(Texte choisi)

※

Mais quelle idée ! Mouvements brusques il n’y aura pas, notre vitesse est beaucoup trop lente !
Et c’est tant mieux, le moteur est silencieux, nous profiterons du paysage pendant la navigation.

J’ai les yeux qui brillent, je réalise que je suis en train de me diriger dans un environnement qui m’interpelait depuis petite : la jungle tropicale, les marécages, les centaines de rivières noire-marron, bref l’Amazonie. Je vous sens déjà réagir à cette réflexion… laissez moi vous expliquer. Tortuguero est bien plus qu’un village en lisière d’un canal et d’une mer, c’est une immense réserve protégée (pour différentes raisons passionnantes) réserve surnommée la petite Amazonie du Costa Rica.

※

(À compléter)
A - Dans le texte choisi, quels éléments sont énumérés entre « un environnement qui m’interpelait depuis petite : » et « bref l’Amazonie » ?
B - Selon le texte choisi, quel surnom porte la réserve de Tortuguero ?
C - Résumez le texte choisi en deux phrases.

(Données disponibles)

※

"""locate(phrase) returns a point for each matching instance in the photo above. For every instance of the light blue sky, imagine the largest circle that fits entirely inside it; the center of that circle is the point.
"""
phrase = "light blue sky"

※

(Réponses finales)
A - La jungle tropicale, les marécages et les centaines de rivières noire-marron.

B - La petite Amazonie du Costa Rica.

C - La navigation se fait lentement, sans mouvements brusques, avec un moteur silencieux qui permet de profiter du paysage en se dirigeant vers un environnement de jungle tropicale, de marécages et de rivières. Tortuguero est plus qu’un village en lisière d’un canal et d’une mer : c’est une immense réserve protégée surnommée la petite Amazonie du Costa Rica.